◆ WHAT TO DO:
[a] From the passage about Deal below, reproduce word for word the stretch that begins at the words "The narrow alleys" and stops after "of summer visitors.".
[b] According to the passage about Deal below, what does a "hoffkin" cost at a baker's shop?

◆ DOCUMENT EXCERPT:
==================================================
The narrow alleys that lead on to the beach at Deal, and the ramshackly old houses and hovels from whose windows one might almost indulge in sea-fishing, seem almost like provocative impertinences to the waves, which appear always to be threatening them. But there they remain, the most whimsical of dwellings, with the spars and bowsprits of vessels almost poking in at the windows, greatly to the amusement of summer visitors.

The visitor to Deal who does not partake of at least one Deal “hoffkin” is not considered to have done his duty by the place. There is, however, nothing especially delightful in one of these strangely named articles. A “hoffkin” may be purchased at any baker’s shop, at the price of one penny, and is nothing more than ordinary breadstuff (except that it appears to be a good deal harder, and not so palatable) baked in the shape of a teacake. It is about the size of a saucer, and has a hole in the middle. And why any baker makes such a thing, and how it came by its name, is an unrevealed mystery.

Half a mile north of Deal once stood the castle of Sandown, one of Henry the Eighth’s many shoreward castles. They had no opportunity of fighting the foe, and their history has thus been meagre; but to this fortress of Sandown belonged one grim incident. It was selected as the prison of that convinced regicide, Colonel Hutchinson, sometime member of Parliament for Nottingham, who was at first pardoned on the Restoration, and then, in 1663, arrested and sent to the Tower of London. Removed to a solitary imprisonment here in May 1664, his wife and daughter were only permitted to visit him from Deal. According to the “Memoirs” written by his wife, Sandown Castle was even then a “lamentable old ruined place, not weatherproof, unwholesome and damp,” and he died in four months, September 11th, aged forty-nine, from a fever with which it had infected him.
==================================================
◆ RAW DATA:
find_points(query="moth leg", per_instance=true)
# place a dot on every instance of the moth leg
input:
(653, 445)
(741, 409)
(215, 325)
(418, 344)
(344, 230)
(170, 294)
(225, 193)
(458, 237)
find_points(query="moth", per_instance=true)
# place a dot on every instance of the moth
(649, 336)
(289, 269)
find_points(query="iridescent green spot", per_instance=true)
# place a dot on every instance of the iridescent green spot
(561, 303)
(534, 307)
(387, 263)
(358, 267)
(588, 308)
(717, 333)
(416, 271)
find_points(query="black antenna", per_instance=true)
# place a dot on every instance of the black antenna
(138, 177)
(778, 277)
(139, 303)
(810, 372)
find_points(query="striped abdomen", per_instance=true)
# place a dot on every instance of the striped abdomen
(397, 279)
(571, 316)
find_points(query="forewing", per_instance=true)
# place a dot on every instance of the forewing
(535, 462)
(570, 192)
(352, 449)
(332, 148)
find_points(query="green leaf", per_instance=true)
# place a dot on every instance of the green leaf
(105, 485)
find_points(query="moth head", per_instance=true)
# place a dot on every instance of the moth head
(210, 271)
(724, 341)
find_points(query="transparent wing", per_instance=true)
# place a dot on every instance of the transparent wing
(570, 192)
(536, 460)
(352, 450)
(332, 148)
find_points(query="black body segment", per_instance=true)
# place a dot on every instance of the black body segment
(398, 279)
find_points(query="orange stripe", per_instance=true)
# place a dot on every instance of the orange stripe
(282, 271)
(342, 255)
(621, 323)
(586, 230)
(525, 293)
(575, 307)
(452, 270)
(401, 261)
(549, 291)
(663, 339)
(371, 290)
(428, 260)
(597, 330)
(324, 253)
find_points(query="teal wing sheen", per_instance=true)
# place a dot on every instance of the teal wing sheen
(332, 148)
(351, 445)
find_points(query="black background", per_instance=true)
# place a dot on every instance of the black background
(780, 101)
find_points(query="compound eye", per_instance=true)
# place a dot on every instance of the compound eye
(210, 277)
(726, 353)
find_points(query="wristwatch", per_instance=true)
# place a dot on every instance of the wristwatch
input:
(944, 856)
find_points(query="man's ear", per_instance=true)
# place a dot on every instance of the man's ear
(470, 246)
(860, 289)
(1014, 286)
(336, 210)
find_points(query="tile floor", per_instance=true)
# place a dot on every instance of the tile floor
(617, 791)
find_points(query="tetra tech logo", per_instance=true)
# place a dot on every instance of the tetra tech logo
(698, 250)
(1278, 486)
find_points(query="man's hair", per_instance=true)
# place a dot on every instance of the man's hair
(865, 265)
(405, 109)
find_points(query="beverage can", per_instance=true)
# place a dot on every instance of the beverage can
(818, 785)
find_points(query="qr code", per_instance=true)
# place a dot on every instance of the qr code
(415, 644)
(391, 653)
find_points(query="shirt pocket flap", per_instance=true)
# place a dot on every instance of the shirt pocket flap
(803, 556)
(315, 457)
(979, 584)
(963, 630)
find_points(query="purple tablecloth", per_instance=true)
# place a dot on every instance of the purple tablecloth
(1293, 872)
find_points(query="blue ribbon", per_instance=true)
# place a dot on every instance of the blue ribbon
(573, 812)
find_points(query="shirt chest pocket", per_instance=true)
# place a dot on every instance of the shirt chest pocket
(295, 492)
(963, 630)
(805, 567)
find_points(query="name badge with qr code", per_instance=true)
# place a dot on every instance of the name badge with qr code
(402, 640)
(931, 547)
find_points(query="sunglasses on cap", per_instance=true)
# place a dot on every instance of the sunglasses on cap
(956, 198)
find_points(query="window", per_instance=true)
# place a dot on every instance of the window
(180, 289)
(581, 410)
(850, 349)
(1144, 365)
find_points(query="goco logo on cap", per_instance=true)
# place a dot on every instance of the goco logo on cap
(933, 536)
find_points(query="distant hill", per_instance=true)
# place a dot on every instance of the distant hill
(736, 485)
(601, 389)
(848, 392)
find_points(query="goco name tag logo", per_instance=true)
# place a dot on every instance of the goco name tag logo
==================================================
◆ SOLUTION SET:
[a]
The narrow alleys that lead on to the beach at Deal, and the ramshackly old houses and hovels from whose windows one might almost indulge in sea-fishing, seem almost like provocative impertinences to the waves, which appear always to be threatening them. But there they remain, the most whimsical of dwellings, with the spars and bowsprits of vessels almost poking in at the windows, greatly to the amusement of summer visitors.

[b] One penny.